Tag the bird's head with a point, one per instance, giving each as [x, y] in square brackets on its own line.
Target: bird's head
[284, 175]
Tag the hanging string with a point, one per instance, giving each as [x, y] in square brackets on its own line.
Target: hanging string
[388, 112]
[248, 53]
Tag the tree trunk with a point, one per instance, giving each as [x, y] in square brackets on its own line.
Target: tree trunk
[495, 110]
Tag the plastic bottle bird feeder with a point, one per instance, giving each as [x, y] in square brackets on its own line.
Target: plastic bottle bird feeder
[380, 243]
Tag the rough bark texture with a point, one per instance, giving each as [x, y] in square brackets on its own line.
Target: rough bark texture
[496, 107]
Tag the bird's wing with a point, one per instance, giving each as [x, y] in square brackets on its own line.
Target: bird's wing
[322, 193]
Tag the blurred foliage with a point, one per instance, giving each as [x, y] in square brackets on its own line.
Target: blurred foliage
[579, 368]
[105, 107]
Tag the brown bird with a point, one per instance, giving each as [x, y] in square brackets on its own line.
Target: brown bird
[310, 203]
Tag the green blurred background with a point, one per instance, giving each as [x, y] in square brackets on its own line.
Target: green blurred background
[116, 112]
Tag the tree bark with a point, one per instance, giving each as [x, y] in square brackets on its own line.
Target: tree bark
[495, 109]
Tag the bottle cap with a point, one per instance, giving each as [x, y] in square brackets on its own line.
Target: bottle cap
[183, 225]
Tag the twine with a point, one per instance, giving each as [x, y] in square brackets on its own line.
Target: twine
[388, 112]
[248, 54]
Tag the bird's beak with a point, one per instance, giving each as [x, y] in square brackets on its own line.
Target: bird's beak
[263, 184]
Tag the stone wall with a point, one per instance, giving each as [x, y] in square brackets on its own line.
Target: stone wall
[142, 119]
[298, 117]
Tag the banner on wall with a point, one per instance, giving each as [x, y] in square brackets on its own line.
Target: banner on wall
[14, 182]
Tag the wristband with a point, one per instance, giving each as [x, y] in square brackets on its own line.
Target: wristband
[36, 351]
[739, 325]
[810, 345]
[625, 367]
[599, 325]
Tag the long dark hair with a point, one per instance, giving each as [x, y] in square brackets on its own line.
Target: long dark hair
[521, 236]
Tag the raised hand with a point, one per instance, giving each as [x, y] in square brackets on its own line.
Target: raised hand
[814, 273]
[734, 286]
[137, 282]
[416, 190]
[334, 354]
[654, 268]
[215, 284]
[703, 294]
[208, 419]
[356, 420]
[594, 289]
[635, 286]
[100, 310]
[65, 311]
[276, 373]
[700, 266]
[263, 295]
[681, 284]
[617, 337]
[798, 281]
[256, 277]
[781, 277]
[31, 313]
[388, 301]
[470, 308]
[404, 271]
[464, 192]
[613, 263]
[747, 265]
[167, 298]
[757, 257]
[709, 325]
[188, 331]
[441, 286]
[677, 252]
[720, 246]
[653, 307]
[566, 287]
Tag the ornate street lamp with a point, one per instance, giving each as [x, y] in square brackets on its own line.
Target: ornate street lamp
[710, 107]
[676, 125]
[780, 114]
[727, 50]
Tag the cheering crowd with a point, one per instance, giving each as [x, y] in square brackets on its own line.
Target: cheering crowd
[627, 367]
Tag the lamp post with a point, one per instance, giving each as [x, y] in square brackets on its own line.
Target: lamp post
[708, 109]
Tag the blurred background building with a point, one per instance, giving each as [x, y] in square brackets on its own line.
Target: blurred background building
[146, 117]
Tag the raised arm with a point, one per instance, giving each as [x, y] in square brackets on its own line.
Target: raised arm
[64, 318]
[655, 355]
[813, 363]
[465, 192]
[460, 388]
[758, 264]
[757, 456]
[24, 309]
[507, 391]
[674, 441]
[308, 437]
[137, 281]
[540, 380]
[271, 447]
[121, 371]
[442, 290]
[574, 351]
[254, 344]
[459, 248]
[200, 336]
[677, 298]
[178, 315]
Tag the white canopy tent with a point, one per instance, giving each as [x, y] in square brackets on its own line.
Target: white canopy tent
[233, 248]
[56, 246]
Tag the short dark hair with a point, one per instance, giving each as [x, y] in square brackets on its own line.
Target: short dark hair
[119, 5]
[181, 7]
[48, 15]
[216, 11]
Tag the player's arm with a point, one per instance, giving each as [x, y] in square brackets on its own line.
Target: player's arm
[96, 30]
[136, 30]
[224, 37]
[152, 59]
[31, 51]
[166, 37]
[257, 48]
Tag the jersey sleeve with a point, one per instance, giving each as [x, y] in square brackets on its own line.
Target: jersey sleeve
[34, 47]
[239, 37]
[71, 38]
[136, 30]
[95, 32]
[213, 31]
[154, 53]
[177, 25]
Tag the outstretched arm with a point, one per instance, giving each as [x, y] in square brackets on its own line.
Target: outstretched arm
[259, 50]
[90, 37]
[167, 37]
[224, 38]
-----
Write every entry out again exactly.

Tag the bird's head with a point, one per instance, giving each as [x, y] in square brackets on its own line.
Target: bird's head
[284, 175]
Tag the hanging string with a point, one per instance, giving each as [x, y] in square brackets on its own line.
Target: hanging string
[388, 112]
[248, 53]
Tag the tree trunk with a point, one per instance, giving each as [x, y] in square brackets on its own line.
Target: tree trunk
[495, 110]
Tag the plastic bottle bird feeder with a point, one per instance, giving each as [x, y] in square brackets on its own line.
Target: plastic bottle bird feeder
[380, 243]
Tag the rough bark texture with a point, one per instance, giving each as [x, y] in square brackets on its own line.
Target: rough bark texture
[496, 107]
Tag the bird's wing with a point, one per instance, giving each as [x, y] in square brackets on its own line.
Target: bird's wing
[322, 193]
Tag the blurred foliage with a point, one per instance, giving each as [x, y] in square brackets on its own line.
Target: blurred foliage
[579, 368]
[105, 107]
Tag the brown bird with a point, one per instance, giving each as [x, y] in square brackets on its own line.
Target: brown bird
[310, 203]
Tag the green blurred background with a point, one per instance, giving each as [x, y] in square brackets on its own line.
Target: green blurred background
[116, 112]
Tag the tree bark with a point, one per instance, giving each as [x, y] in square brackets on its own line.
Target: tree bark
[495, 109]
Tag the bottle cap with a point, one per instance, giving each as [x, y] in square brackets on its own line.
Target: bottle cap
[183, 225]
Tag the twine with a point, one per instance, giving each as [x, y] in square brackets on its own line.
Target: twine
[388, 112]
[248, 54]
Tag the bird's beak with a point, one per instance, giving each as [x, y] in square brackets on its own line.
Target: bird's beak
[263, 184]
Tag the stone wall with a point, one per instance, giving each as [x, y] in square brackets on its own line.
Target: stone wall
[142, 119]
[298, 117]
Tag the banner on wall with a point, one per instance, giving each as [x, y] in square brackets on its own line.
Target: banner on wall
[14, 182]
Tag the wristband with a point, one per instance, giving each as [x, y] in square brackets on its own line.
Target: wristband
[36, 351]
[739, 325]
[810, 345]
[625, 367]
[599, 325]
Tag the long dark hair with a point, one per instance, giving each as [x, y] in square brackets on its own line.
Target: long dark hair
[521, 236]
Tag the raised hand with a point, one per instance, giving each as [x, y] in square brackets on its own line.
Target: raised hand
[814, 273]
[734, 286]
[137, 282]
[416, 190]
[334, 354]
[654, 268]
[215, 284]
[703, 294]
[208, 419]
[356, 420]
[594, 289]
[635, 286]
[100, 310]
[65, 311]
[276, 373]
[700, 266]
[263, 295]
[681, 284]
[617, 337]
[798, 281]
[256, 277]
[781, 277]
[31, 313]
[388, 301]
[470, 308]
[404, 271]
[464, 192]
[613, 263]
[747, 265]
[167, 298]
[757, 257]
[709, 325]
[188, 331]
[441, 286]
[677, 252]
[720, 246]
[653, 307]
[566, 287]
Tag the ornate street lamp with a point, one per instance, giving each as [x, y] in square brackets on its own line.
Target: ornate street lamp
[710, 107]
[676, 125]
[780, 114]
[727, 50]
Tag the cheering crowd with a point, one per instance, giving each as [x, y] in square brackets on its own line.
Target: cheering crowd
[627, 367]
Tag the lamp post with a point, one per instance, giving each as [x, y] in square brackets on its own line.
Target: lamp post
[708, 109]
Tag the blurred background building with a point, one per instance, giving each as [x, y] in square brackets on its own line.
Target: blurred background building
[146, 117]
Tag the raised arm with a point, one per instance, giving each as [x, y] in square brackets on its own line.
Target: raised arm
[64, 318]
[655, 355]
[813, 363]
[465, 192]
[460, 388]
[758, 264]
[757, 456]
[24, 309]
[507, 391]
[674, 441]
[308, 437]
[137, 281]
[540, 380]
[271, 447]
[121, 371]
[442, 290]
[574, 351]
[254, 344]
[459, 248]
[200, 336]
[677, 298]
[178, 315]
Tag the white canopy tent with a point, one per instance, giving each as [x, y] in square brackets on its own line.
Target: white canopy tent
[233, 248]
[56, 246]
Tag the short dark hair with a point, one per instance, giving each as [x, y] in square brackets on its own line.
Target: short dark hair
[119, 5]
[181, 7]
[48, 15]
[216, 11]
Tag the player's arm with a point, one per instance, giving each as [x, y] in square brackets on its own line.
Target: player's arm
[96, 30]
[136, 30]
[224, 37]
[152, 59]
[31, 51]
[166, 37]
[257, 48]
Tag the jersey sleeve with a point, one per instance, giving each as [x, y] in square brackets on its own line.
Target: jersey sleeve
[34, 47]
[239, 37]
[71, 38]
[136, 30]
[95, 32]
[213, 31]
[154, 53]
[177, 25]
Tag the outstretched arm with a point, one per instance, giving each as [x, y] in square brackets on its own line.
Target: outstretched arm
[259, 50]
[90, 37]
[167, 37]
[224, 38]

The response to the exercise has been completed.